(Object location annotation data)
>> Begin

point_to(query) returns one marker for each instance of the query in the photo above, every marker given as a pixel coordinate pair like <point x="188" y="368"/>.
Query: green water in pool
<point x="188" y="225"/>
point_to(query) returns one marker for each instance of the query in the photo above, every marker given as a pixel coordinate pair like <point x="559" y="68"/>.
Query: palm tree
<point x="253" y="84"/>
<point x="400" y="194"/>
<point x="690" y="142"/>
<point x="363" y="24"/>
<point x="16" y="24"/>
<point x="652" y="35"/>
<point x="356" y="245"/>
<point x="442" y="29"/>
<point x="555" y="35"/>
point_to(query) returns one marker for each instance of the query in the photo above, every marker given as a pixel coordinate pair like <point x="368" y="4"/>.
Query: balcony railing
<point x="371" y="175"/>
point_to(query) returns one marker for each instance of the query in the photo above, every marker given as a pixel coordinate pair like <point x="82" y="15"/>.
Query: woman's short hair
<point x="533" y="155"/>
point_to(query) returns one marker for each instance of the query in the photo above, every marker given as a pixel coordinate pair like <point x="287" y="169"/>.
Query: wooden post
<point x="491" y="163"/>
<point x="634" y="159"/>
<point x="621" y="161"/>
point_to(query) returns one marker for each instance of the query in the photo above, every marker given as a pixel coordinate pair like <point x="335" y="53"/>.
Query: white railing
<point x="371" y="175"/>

>> End

Directive:
Each record above must be given again exactly.

Written solution:
point_to(query) returns one marker for each instance of the query in the photo above, every marker given as a pixel coordinate pair like <point x="188" y="368"/>.
Query: green water in pool
<point x="188" y="225"/>
point_to(query) returns one marker for each instance of the query in the photo above, every marker given as a pixel coordinate pair like <point x="559" y="68"/>.
Query: palm tree
<point x="253" y="84"/>
<point x="400" y="194"/>
<point x="690" y="142"/>
<point x="363" y="24"/>
<point x="16" y="24"/>
<point x="652" y="35"/>
<point x="356" y="245"/>
<point x="442" y="29"/>
<point x="555" y="35"/>
point_to(query) returns one marker for each instance of the query in the photo above, every marker given as a pixel coordinate pair like <point x="368" y="4"/>.
Query: balcony railing
<point x="371" y="175"/>
point_to(query) returns one marker for each instance of the query in the photo above, every marker given as a pixel coordinate pair like <point x="82" y="15"/>.
Query: woman's short hair
<point x="533" y="155"/>
point_to(query) returns one marker for each instance of the query in the photo above, every marker given as a pixel coordinate pair like <point x="287" y="169"/>.
Query: wooden post
<point x="491" y="163"/>
<point x="634" y="159"/>
<point x="621" y="161"/>
point_to(query) returns one marker for each instance of the query in the photo above, every marker given as a pixel coordinate pair like <point x="335" y="53"/>.
Query: white railing
<point x="371" y="175"/>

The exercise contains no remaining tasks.